■ ENUNCIADO
Conte quantas linhas dos registros contêm a palavra "vest". Responda apenas com o número.

■ REGISTROS
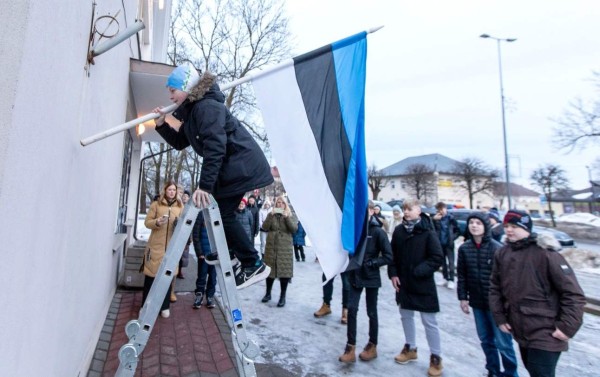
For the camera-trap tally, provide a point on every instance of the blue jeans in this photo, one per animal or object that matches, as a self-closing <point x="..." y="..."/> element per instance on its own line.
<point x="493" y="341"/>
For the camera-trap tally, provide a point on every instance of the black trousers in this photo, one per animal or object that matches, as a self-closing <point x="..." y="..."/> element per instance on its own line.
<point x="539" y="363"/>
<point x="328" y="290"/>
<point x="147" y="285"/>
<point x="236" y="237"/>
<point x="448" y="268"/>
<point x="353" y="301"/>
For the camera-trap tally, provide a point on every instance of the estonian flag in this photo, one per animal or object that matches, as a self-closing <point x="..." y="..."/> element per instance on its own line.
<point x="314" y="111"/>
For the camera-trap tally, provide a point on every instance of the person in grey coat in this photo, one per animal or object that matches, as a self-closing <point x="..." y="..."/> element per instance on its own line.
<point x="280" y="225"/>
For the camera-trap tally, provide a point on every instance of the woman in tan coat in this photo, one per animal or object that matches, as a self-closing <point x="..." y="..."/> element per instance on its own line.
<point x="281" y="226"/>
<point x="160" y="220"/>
...
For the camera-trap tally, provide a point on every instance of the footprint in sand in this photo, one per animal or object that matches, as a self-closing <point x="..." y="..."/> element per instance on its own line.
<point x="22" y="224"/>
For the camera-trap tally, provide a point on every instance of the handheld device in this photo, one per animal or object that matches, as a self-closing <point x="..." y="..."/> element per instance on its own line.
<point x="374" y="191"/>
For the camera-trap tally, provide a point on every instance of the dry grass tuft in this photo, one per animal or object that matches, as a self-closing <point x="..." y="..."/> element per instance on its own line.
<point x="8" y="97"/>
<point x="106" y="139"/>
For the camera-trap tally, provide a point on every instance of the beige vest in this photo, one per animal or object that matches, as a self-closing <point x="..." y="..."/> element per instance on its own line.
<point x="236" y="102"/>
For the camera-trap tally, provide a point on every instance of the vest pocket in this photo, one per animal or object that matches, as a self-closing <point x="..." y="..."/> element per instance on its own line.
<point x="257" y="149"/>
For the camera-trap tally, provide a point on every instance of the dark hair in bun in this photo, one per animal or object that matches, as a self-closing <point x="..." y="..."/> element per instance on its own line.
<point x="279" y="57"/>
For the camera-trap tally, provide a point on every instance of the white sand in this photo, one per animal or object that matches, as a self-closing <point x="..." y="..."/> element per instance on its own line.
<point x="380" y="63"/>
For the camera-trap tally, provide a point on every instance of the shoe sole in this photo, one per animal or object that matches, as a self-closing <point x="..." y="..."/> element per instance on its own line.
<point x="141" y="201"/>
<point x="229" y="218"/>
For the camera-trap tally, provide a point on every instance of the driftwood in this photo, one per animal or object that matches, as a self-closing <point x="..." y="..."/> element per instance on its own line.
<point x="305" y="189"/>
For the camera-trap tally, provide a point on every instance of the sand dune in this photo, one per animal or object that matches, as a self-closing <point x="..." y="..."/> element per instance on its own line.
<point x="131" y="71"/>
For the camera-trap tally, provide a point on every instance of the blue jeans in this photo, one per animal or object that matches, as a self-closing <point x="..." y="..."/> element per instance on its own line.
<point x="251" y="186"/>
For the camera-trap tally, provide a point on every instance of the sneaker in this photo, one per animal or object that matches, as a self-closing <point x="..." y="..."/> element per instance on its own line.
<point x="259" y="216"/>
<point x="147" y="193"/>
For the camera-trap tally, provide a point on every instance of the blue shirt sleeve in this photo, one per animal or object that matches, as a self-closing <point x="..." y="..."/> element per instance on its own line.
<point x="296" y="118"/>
--
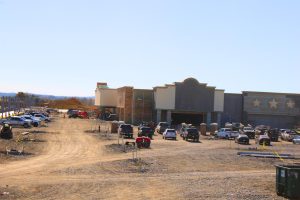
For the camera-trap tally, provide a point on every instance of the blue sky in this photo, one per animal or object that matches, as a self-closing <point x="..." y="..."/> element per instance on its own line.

■ RESULTADO
2